Report how many lines of the records below include the word "Return". Give nothing but the number.

(Excerpted data Opens)

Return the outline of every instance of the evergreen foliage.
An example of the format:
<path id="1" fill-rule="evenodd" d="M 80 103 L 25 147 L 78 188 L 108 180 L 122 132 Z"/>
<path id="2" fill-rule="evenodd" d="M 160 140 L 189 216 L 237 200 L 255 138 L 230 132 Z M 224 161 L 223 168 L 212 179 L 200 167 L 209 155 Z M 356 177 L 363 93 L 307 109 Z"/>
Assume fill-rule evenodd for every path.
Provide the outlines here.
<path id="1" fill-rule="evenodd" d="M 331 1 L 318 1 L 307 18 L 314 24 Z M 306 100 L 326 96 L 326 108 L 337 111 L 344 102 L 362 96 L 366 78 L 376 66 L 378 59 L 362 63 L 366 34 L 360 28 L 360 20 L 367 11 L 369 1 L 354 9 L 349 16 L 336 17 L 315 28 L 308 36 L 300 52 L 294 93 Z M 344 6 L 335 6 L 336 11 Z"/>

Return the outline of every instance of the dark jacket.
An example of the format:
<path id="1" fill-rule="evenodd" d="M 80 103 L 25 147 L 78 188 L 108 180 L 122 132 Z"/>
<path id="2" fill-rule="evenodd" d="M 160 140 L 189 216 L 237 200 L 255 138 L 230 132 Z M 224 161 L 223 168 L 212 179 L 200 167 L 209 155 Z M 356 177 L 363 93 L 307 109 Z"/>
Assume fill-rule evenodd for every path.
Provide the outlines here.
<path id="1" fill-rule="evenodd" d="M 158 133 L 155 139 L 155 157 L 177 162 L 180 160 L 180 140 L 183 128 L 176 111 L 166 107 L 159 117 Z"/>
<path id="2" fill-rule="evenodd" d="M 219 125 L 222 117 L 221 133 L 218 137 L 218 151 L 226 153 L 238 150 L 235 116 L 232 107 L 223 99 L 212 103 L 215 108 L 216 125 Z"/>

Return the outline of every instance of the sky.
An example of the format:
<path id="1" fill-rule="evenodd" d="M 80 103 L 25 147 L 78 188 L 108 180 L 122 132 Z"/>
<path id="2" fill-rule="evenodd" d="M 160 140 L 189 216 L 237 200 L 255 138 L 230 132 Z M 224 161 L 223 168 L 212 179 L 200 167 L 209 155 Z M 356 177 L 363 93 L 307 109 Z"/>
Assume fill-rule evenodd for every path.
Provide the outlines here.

(Excerpted data Closes)

Problem solution: 3